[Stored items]
------------------------------
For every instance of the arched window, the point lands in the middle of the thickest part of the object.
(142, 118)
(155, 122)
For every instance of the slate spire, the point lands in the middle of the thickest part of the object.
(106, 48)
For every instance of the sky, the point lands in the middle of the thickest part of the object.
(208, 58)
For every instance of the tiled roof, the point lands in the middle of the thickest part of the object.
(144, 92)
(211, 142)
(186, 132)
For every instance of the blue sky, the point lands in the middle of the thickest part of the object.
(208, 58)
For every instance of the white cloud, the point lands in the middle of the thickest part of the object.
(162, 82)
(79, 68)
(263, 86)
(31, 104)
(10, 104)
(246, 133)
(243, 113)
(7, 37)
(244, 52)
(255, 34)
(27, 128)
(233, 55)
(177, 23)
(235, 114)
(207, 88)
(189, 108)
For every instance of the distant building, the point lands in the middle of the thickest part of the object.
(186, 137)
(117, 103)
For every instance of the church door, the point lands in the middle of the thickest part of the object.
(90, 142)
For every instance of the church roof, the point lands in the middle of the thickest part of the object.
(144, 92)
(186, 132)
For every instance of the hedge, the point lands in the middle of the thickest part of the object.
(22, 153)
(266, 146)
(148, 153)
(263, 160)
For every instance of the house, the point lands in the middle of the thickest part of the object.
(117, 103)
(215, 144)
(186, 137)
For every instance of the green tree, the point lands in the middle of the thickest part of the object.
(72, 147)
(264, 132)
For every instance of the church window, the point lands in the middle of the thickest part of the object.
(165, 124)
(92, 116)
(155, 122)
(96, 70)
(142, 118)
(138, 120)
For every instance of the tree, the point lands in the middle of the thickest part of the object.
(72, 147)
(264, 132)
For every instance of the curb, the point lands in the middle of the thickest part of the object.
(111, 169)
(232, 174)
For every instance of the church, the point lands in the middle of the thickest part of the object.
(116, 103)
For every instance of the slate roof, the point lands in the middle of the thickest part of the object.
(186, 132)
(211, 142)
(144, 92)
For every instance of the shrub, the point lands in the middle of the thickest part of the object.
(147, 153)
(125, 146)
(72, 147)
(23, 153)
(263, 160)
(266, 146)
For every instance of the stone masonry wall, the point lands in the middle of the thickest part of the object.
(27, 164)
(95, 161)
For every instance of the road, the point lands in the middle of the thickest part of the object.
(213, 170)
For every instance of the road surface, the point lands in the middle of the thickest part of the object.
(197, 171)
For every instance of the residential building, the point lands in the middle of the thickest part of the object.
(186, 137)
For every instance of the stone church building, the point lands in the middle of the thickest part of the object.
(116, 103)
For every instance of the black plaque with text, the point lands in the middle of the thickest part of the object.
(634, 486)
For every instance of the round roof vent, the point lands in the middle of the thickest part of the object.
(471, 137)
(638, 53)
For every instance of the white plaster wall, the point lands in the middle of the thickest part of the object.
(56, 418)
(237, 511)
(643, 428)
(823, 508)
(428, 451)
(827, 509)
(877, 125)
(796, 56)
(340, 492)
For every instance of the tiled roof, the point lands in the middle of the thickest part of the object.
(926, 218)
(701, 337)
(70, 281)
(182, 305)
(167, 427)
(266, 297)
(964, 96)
------------------------------
» **TASK BRIEF**
Copy out every one of the rows above word for word, leaving nothing out.

» **WRITTEN SOLUTION**
For every instance of the arched window, the point lands in the middle of the thickest part of the object.
(142, 118)
(155, 122)
For every instance of the slate spire, the point lands in the middle of the thickest part of the object.
(106, 48)
For every instance of the sky, the point lands in the middle of the thickest part of the object.
(208, 58)
For every instance of the tiled roof, the point lands in the middle of the thickest part of the object.
(144, 92)
(211, 142)
(186, 132)
For every instance of the blue sky, the point lands in the middle of the thickest part of the object.
(208, 58)
For every instance of the white cloud, the point lands in the middle of the thickest part of the object.
(162, 82)
(79, 68)
(263, 86)
(31, 104)
(10, 104)
(246, 133)
(243, 113)
(7, 37)
(244, 52)
(255, 34)
(27, 128)
(233, 55)
(177, 23)
(235, 114)
(207, 88)
(189, 108)
For every instance of the distant building, the point lands in the middle of the thickest part of the object.
(186, 137)
(117, 103)
For every instance of the church door, the point lands in the middle of the thickest part of the object.
(90, 142)
For every instance of the church roof, the point lands in the middle of the thickest part of the object.
(144, 92)
(186, 132)
For every instance of the hedge, the point lands in the middle of the thickest part of the object.
(22, 153)
(266, 146)
(148, 153)
(263, 160)
For every instance of the house, the point lands in the middle of the thickest part of the object.
(117, 103)
(215, 144)
(186, 137)
For every instance of the green tree, the point lands in the middle of the thickest part of the object.
(72, 147)
(264, 132)
For every instance of the church window, the point lands in the middle of the thickest part of the object.
(165, 124)
(92, 116)
(155, 122)
(96, 70)
(142, 118)
(138, 120)
For every instance of the tree, the point lands in the middle of the thickest part of the object.
(72, 147)
(264, 132)
For every instance of the curb, the point lands in the middle of the thickest part of the object.
(111, 169)
(232, 174)
For every instance of the church, the point lands in the middle of the thickest part of the object.
(116, 103)
For every instance of the slate roof, the point lands in the middle of the thickest part of the object.
(186, 132)
(211, 142)
(144, 92)
For every instance of the shrub, the point lands in the middle of the thickest part of the object.
(147, 153)
(125, 146)
(72, 147)
(23, 153)
(263, 160)
(266, 146)
For every instance of the stone masonry wall, the point lands in the middle of the thickest part of the object.
(27, 164)
(95, 161)
For every instance of the road, the point lands in the middle of the thickest part of the object.
(213, 170)
For every instance of the road surface, the point lands in the middle of the thickest part of the object.
(197, 171)
For every instance of the residential building, the point lands in the middle of the thickest part of the object.
(186, 137)
For every instance of the stone church building, the point lands in the middle of the thickest part of the object.
(116, 103)
For every instance of the black plaque with text, the point lands in the middle of the thickest part of the object.
(634, 486)
For every instance of the round roof vent, the point lands in the middle of the thickest part of the object.
(471, 137)
(638, 53)
For every instance of the white plaster wall, the point lands in the middle of the thickest part of the object.
(56, 418)
(237, 511)
(643, 428)
(823, 508)
(428, 451)
(827, 509)
(877, 125)
(796, 56)
(340, 492)
For every instance of the tiled roof, the point lands in the middle of the thickest part of the object.
(926, 218)
(701, 337)
(70, 281)
(182, 305)
(167, 427)
(266, 297)
(964, 96)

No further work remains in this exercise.